Schriftlicher Auftrag A.
Bei welcher Scrollposition ist die Animation laut dem Textausschnitt beendet?
Schriftlicher Auftrag B.
Gib aus dem Textausschnitt den Teil von „Nur zur Erklärung“ bis einschließlich „bei -300px an.“ wortgetreu aus.
══ Textausschnitt
Nur zur Erklärung die Werte, die ich mir frei ausgedacht habe:
1. Parameter: Den Startwert, von der die Position aus anfängt, in dem Fall fängt die Bewegung bei -300px an.
2. Parameter: Der Endwert zu der animiert wird. Das Element bewegt sich also von -300 zu 0
3. Parameter: Die Skrollposition ab der die Animation anfangen soll, in dem Fall fängt die Animation an, sobald man 500px nach unten gescrollt hat.
4. Parameter: Die Zeit (in px) bis die Animation beendet ist. Also bei 700px (500px + 200px) bleibt das Element an der Endposition stehen.
════
══ Gespeicherte Daten
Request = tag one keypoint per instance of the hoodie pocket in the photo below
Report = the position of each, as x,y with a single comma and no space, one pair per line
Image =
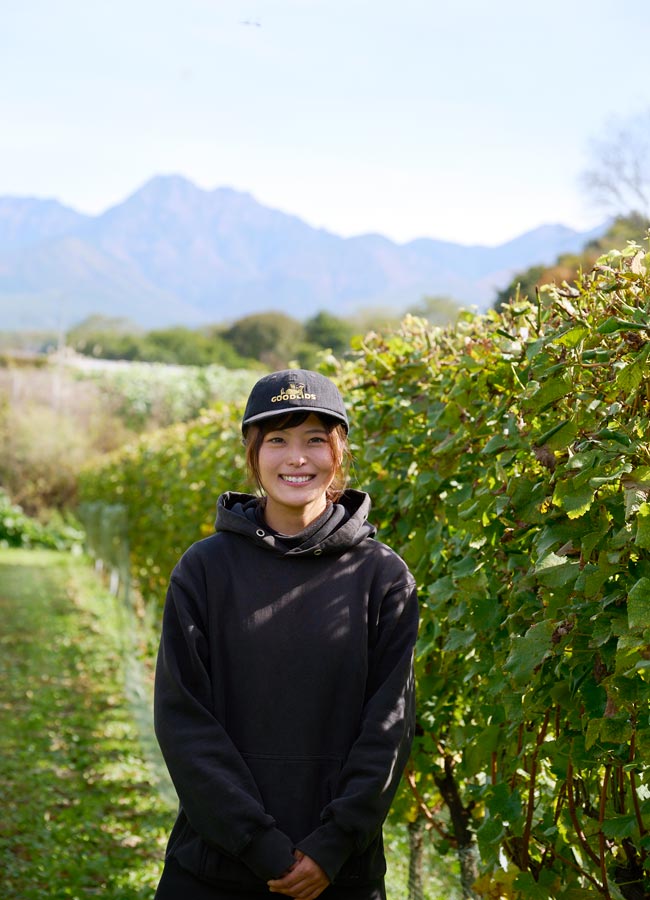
295,790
════
Endergebnis A.
Bei 700px (500px + 200px).

Endergebnis B.
Nur zur Erklärung die Werte, die ich mir frei ausgedacht habe:
1. Parameter: Den Startwert, von der die Position aus anfängt, in dem Fall fängt die Bewegung bei -300px an.